■ Supplied entries:
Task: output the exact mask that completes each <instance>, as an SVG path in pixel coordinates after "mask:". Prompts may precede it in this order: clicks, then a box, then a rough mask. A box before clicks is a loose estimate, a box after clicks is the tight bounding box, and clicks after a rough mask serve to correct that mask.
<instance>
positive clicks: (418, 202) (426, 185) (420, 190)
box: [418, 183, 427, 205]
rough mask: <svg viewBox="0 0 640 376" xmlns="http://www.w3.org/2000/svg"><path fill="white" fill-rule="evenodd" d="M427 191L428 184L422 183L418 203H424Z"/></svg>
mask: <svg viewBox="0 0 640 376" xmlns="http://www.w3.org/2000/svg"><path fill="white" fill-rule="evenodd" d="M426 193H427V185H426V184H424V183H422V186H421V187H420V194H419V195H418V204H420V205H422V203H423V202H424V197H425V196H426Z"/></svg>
---
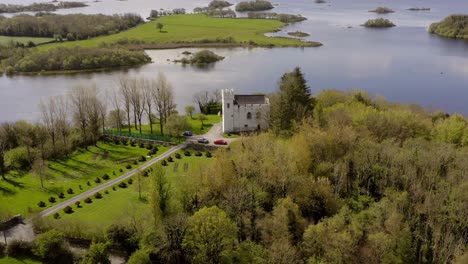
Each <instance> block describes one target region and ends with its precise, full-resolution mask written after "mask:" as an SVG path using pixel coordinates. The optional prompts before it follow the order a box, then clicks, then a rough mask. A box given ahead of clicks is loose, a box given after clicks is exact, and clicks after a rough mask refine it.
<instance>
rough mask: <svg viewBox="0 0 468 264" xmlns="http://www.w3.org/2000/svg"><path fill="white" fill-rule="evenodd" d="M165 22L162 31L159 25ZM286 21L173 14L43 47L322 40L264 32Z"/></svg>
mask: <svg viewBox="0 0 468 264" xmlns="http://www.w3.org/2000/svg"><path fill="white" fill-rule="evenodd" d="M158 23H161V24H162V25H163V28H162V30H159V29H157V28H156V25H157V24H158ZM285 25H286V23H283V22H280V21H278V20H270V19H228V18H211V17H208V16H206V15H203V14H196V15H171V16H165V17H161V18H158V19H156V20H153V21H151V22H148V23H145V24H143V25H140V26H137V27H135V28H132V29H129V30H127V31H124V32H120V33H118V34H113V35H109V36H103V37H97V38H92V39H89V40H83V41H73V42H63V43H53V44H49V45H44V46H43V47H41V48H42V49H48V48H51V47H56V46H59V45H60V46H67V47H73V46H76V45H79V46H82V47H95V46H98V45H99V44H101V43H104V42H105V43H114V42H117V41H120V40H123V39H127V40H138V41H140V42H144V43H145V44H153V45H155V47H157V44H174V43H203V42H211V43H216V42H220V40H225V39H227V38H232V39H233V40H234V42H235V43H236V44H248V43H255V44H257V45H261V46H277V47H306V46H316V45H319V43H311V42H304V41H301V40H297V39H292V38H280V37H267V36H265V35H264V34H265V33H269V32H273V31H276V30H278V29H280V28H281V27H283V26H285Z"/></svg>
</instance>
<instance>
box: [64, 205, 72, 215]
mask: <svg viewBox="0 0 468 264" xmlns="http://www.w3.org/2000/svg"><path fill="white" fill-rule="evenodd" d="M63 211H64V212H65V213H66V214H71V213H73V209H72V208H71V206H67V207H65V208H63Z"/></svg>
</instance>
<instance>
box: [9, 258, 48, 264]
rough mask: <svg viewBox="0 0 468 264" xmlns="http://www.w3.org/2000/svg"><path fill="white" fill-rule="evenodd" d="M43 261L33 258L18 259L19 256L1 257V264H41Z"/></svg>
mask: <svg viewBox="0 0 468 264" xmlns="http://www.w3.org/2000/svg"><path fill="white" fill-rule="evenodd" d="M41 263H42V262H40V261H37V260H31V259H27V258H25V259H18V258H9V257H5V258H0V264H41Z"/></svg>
* * *
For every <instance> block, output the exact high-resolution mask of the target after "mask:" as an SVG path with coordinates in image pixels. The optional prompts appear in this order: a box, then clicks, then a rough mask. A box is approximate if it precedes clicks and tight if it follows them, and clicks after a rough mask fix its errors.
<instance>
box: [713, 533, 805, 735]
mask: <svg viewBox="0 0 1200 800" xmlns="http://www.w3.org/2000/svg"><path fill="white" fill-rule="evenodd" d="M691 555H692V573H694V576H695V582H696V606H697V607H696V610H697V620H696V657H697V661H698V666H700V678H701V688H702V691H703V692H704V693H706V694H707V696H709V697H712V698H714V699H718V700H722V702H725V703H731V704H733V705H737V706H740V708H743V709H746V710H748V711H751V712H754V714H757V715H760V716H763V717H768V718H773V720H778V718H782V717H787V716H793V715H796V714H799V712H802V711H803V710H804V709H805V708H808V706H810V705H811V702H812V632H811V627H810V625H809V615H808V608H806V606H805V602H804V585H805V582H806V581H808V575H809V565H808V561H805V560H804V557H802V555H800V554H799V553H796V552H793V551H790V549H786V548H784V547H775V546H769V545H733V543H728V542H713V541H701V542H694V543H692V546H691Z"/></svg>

■ What you are asked to do:
In the listing above, find the line containing "Task: output the" and the line containing "positive clicks: (418, 202)". Output them and every line between, exactly, and nothing else.

■ Response for this exercise:
Task: output the exact mask that completes each <instance>, as an SVG path in pixel coordinates after "mask:". Prompts may precede it in this order: clicks, then a box, then a rough mask. A box before clicks is a loose estimate, a box after clicks is the tight bounding box, and clicks after a rough mask serve to correct that mask.
<instance>
positive clicks: (418, 202) (426, 185) (420, 190)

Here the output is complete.